TO DO
Put every line of the data below into a numbered list, skipping blank lines. Leave the pictures out of your answer.

Point labeling data based on photos
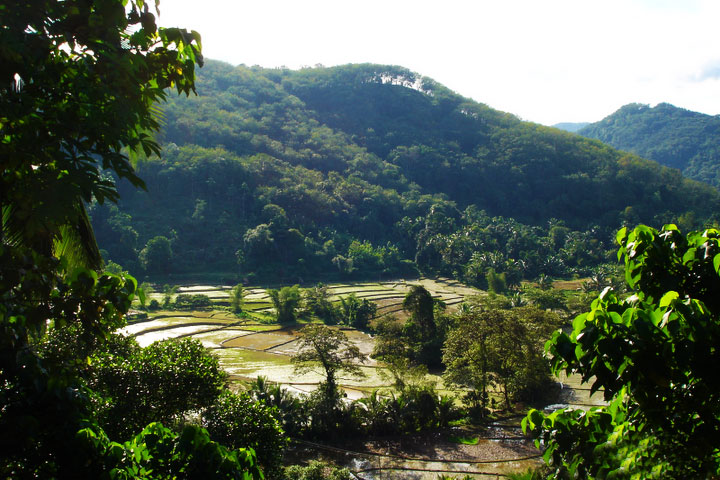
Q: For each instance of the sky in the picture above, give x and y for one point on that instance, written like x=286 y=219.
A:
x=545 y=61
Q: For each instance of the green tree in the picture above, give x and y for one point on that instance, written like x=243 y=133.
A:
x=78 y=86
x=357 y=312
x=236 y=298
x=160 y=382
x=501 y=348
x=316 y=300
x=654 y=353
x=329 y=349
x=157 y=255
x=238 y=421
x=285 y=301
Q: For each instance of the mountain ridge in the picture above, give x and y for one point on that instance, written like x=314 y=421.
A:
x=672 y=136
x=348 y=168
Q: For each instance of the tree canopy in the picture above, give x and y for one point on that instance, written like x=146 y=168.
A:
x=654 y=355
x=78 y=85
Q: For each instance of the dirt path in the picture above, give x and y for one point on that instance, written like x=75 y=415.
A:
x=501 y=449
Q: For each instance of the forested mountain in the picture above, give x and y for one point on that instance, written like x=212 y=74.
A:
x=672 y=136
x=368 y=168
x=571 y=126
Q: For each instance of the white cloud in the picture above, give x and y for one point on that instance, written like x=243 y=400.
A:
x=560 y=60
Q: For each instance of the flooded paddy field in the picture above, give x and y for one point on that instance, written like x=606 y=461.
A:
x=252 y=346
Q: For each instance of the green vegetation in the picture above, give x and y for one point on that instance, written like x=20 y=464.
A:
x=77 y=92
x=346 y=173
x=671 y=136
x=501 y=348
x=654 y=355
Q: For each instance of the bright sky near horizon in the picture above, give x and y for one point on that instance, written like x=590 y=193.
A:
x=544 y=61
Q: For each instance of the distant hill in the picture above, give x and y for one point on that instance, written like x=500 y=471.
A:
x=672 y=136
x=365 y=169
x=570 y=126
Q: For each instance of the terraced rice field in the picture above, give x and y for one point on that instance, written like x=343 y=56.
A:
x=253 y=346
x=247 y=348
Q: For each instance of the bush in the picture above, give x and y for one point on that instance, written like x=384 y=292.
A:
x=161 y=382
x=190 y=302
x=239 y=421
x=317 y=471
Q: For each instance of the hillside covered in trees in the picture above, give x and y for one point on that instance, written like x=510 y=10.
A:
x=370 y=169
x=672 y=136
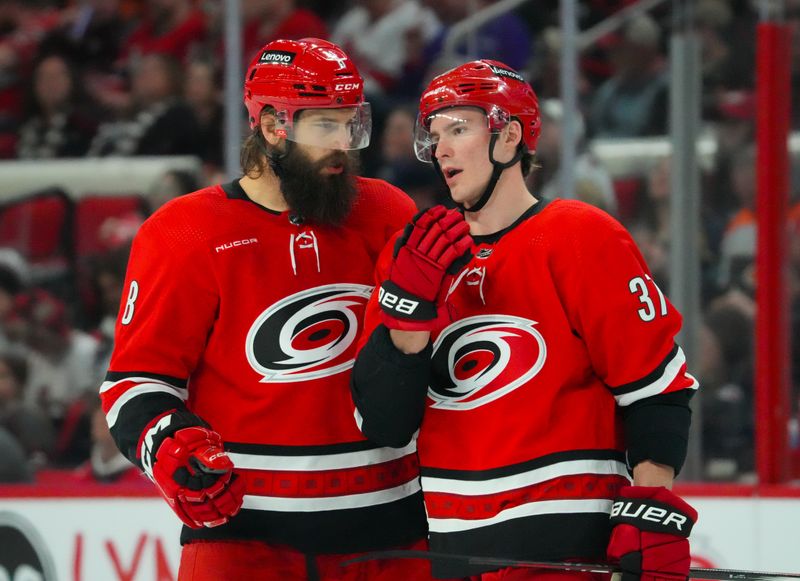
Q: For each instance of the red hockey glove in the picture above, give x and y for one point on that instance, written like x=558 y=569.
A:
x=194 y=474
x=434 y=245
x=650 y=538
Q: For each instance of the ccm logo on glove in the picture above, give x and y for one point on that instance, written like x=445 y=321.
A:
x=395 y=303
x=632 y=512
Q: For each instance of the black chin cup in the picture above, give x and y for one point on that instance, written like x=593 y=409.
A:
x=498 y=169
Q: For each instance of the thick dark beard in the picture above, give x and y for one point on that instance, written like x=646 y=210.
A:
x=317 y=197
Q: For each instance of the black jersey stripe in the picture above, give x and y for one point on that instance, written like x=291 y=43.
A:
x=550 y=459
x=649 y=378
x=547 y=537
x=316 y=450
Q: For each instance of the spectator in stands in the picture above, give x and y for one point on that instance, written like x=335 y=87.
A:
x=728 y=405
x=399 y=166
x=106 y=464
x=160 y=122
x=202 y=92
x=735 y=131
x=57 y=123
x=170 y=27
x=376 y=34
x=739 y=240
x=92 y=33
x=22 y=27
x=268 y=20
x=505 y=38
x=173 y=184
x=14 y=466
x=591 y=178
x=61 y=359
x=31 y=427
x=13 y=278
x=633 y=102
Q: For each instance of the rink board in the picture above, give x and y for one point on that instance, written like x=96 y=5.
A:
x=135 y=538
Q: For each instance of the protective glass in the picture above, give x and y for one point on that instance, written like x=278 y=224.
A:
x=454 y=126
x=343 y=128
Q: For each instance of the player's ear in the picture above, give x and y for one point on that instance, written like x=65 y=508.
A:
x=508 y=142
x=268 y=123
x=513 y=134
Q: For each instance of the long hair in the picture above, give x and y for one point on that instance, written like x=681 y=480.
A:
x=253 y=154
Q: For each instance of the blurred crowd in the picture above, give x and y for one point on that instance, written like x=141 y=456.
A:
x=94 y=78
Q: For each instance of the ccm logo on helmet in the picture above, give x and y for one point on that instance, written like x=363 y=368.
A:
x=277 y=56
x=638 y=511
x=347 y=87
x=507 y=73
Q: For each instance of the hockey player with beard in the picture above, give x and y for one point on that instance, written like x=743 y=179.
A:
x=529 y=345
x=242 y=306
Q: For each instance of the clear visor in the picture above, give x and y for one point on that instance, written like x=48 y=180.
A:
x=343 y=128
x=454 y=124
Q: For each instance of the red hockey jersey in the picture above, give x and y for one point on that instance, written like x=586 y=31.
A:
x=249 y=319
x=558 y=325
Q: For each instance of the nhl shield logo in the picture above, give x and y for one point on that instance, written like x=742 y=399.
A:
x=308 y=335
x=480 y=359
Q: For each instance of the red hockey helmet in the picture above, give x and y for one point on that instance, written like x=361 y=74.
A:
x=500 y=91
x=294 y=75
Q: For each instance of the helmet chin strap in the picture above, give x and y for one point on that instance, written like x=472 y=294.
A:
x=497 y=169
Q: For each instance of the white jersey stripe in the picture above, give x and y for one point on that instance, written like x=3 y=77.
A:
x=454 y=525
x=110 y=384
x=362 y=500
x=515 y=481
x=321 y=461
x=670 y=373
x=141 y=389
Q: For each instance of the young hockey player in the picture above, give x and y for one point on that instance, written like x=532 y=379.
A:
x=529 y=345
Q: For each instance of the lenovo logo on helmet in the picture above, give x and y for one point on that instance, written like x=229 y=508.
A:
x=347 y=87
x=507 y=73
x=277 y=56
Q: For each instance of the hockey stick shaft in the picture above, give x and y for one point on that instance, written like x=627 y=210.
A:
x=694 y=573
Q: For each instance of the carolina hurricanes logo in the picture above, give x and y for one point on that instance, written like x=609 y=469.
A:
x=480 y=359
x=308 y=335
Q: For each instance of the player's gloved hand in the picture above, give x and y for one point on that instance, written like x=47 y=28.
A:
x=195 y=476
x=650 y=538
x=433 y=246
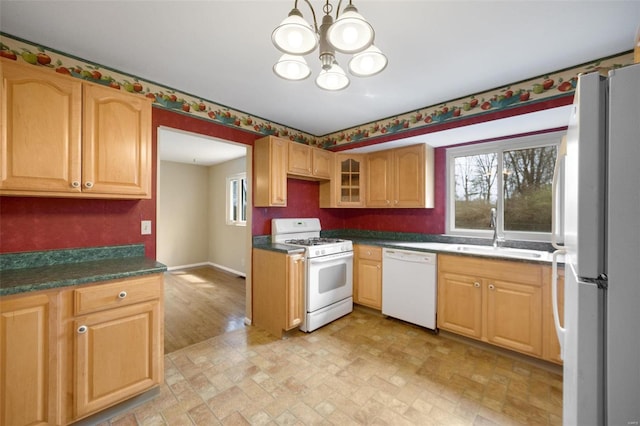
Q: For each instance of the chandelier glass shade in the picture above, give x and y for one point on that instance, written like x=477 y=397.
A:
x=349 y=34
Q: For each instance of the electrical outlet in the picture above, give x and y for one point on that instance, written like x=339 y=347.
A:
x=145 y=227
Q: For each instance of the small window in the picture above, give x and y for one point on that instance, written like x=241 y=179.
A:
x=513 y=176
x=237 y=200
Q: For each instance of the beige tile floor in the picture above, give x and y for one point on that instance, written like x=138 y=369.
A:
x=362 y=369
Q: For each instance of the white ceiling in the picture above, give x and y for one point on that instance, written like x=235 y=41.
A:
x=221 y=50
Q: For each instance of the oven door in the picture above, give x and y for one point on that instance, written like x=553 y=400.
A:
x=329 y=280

ANSWER
1. Q: For each instance of the sky in the picture above, give x and y for one point on that instance, written like x=286 y=219.
2. A:
3. x=545 y=61
4. Q: For each instance of the green tree in the picture above, give x and y for one point on that instance, written like x=243 y=133.
5. A:
6. x=78 y=86
7. x=357 y=312
8. x=236 y=298
9. x=160 y=382
10. x=501 y=348
11. x=316 y=300
12. x=654 y=353
13. x=329 y=349
14. x=157 y=255
15. x=238 y=421
16. x=285 y=301
17. Q: For each instance of the mountain ridge in the picture above, give x and y for one point on that instance, written like x=314 y=421.
18. A:
19. x=672 y=136
20. x=348 y=168
21. Q: For each instance of the tree canopy in the picture above, give x and y for one point on that instance, written like x=146 y=168.
22. A:
23. x=654 y=355
24. x=78 y=85
25. Q: For each instance of the dirt path in the picture above, give x and y for one point on that instance, written like x=75 y=415.
26. A:
27. x=501 y=449
28. Q: For each instance of the forested mountain in the picture above, give x and y for one point on that instance, written like x=212 y=74.
29. A:
30. x=672 y=136
31. x=368 y=168
32. x=571 y=126
33. Q: For each instance of the white cloud in the picture above, give x and y for one point on that instance, written like x=243 y=400.
34. A:
35. x=560 y=60
36. Q: For each instance of the flooded paddy field in the picture above, give x and y for one point on that instance, written like x=606 y=461.
37. A:
38. x=252 y=346
39. Q: For each instance of the green vegetation in the picture above, give x and y for one point on that instance, written like x=20 y=464.
40. A:
41. x=77 y=92
42. x=346 y=173
43. x=671 y=136
44. x=501 y=348
45. x=654 y=355
46. Q: For each instance of the bright sky near horizon in the picture above, give x and y for one point on that instance, written like x=590 y=193.
47. A:
48. x=544 y=61
49. Q: For each instance of the distant hill in the picture above, give x and y for one point on that instance, written like x=500 y=471.
50. A:
51. x=672 y=136
52. x=365 y=169
53. x=570 y=126
54. Q: For each instance of the terraced rice field in the picture above, give x and y for one point on that instance, written like x=343 y=56.
55. A:
56. x=253 y=346
57. x=247 y=348
58. Q: For each instance of the bush in the picture above, give x and y for one point on that instance, written like x=384 y=292.
59. A:
60. x=161 y=382
61. x=190 y=302
62. x=239 y=421
63. x=317 y=471
64. Q: For each instance of the hillside covered in trees in the picture above, give x and y for one point on that instance, written like x=510 y=10.
65. A:
66. x=370 y=169
67. x=672 y=136
68. Q: For each instance of the red hockey glove in the picture above, give x and y for one point on that instance, written like x=558 y=569.
69. A:
70. x=194 y=474
71. x=434 y=245
72. x=650 y=538
73. Q: For each instance of the ccm logo on glove in the picture above, give x and y for one point on that instance, written like x=445 y=321.
74. A:
75. x=395 y=303
76. x=632 y=512
77. Q: For each instance of the black chin cup in the picture above, give x and y for one point on that instance, written like x=593 y=409.
78. A:
79. x=498 y=169
80. Q: For each instance of the thick dark beard in the picture above, give x and y for one point on that instance, written like x=646 y=210.
81. A:
82. x=317 y=197
83. Q: For each instance of the black jersey stripe in the picture above, give x and y for one point on that instance, written like x=291 y=43.
84. A:
85. x=550 y=459
86. x=649 y=378
87. x=547 y=537
88. x=316 y=450
89. Q: For each instance of the spectator in stands in the picture above, give x and y for one point on that instance, written like x=335 y=87.
90. A:
91. x=728 y=405
92. x=399 y=166
93. x=106 y=464
94. x=160 y=122
95. x=202 y=92
96. x=735 y=131
97. x=57 y=123
98. x=170 y=27
99. x=376 y=34
100. x=739 y=240
101. x=92 y=33
102. x=22 y=27
103. x=268 y=20
104. x=505 y=38
105. x=173 y=184
106. x=14 y=466
107. x=591 y=178
108. x=61 y=359
109. x=31 y=427
110. x=13 y=278
111. x=633 y=102
112. Q: For each instance of the rink board in the picture above, give x and y for one point on that instance, written like x=96 y=5.
113. A:
114. x=135 y=538
115. Q: For each instance of the protective glass in the picture above, give x and y for one point on that instance, written like x=278 y=224.
116. A:
117. x=454 y=126
118. x=343 y=128
119. Q: For each instance of the player's ear in the picture above, give x and y for one point on that instance, written like x=65 y=508.
120. A:
121. x=508 y=142
122. x=268 y=123
123. x=513 y=134
124. Q: For each instance of the long hair in the picture above, give x and y for one point on that instance, written like x=681 y=480.
125. A:
126. x=253 y=154
127. Q: For each instance of the blurred crowd in the picture above, give x and y for one point on that instance, written like x=141 y=456.
128. A:
129. x=94 y=78
130. Q: For each instance of the ccm logo on helmet in the picture above, give x and y for one point on that instance, written like x=363 y=368.
131. A:
132. x=277 y=56
133. x=638 y=511
134. x=347 y=87
135. x=507 y=73
136. Q: For each instance of the hockey player with beard in the picture above, give x and y for one point on that instance, written like x=743 y=179.
137. A:
138. x=529 y=345
139. x=242 y=306
140. Q: For each instance of the clear visor in the picture above, give x and y for one point on that instance, written like x=48 y=180.
141. A:
142. x=343 y=128
143. x=454 y=124
144. Q: For each instance of the red hockey jersey in the picture above, give x and y for one point on that instance, written like x=586 y=31.
145. A:
146. x=249 y=319
147. x=558 y=325
148. Q: For each instance of the nhl shield logo in the picture above, give x and y for one point on that instance, written like x=742 y=399.
149. A:
150. x=308 y=335
151. x=480 y=359
152. Q: For each instance of the red hockey helmet in the picture above, give x and y for one point on that instance, written like x=361 y=74.
153. A:
154. x=500 y=91
155. x=294 y=75
156. Q: For each instance of the helmet chin strap in the picture above, give x and y for one point on that instance, written like x=472 y=294.
157. A:
158. x=497 y=169
159. Q: For each instance of the white jersey stripe in the picture above, give x and y for one point on that instance, written like x=3 y=77.
160. A:
161. x=454 y=525
162. x=110 y=384
163. x=362 y=500
164. x=515 y=481
165. x=321 y=461
166. x=670 y=373
167. x=141 y=389
168. Q: For each instance of the young hockey player in the picture above, give x and y for one point on that instance, written like x=532 y=379.
169. A:
170. x=529 y=345
171. Q: For each instance of the lenovo logo on helmet in the picture above, give x and y for one point on that instance, written like x=229 y=508.
172. A:
173. x=347 y=87
174. x=507 y=73
175. x=277 y=56
176. Q: For each instance of the hockey stick shaft in the picture above, give x and y for one point on that instance, written like x=627 y=210.
177. A:
178. x=694 y=573
179. Q: For each instance of the carolina hurricanes logo in the picture above, give x and y for one point on that instance, written like x=609 y=469.
180. A:
181. x=480 y=359
182. x=308 y=335
183. Q: For each instance of the player's gloved hand in the picture above, give x and y for one point on that instance, written like x=47 y=28.
184. A:
185. x=195 y=476
186. x=650 y=538
187. x=433 y=246
188. Q: For each instance of the chandelier glass shade in the picture above, give x and y for one point on that instance, written like x=477 y=397.
189. A:
190. x=349 y=34
191. Q: For each instance of the electrical outlet in the picture above, give x and y for one point on that instance, written like x=339 y=347.
192. A:
193. x=145 y=227
194. Q: For each instance of the small window in the picture above, give x and y for one point on that instance, written like x=241 y=179.
195. A:
196. x=513 y=176
197. x=237 y=200
198. Q: For each instance of the beige tile floor in the picture above, give x and y for one point on that instance, written like x=138 y=369.
199. A:
200. x=362 y=369
201. Q: For each instance of the white ceiling in the picture above, give x and y for one point on that instance, written like x=235 y=41.
202. A:
203. x=221 y=50
204. Q: For each instance of the oven door in the picture above, give x and y for one point on that instance, written like x=553 y=400.
205. A:
206. x=329 y=280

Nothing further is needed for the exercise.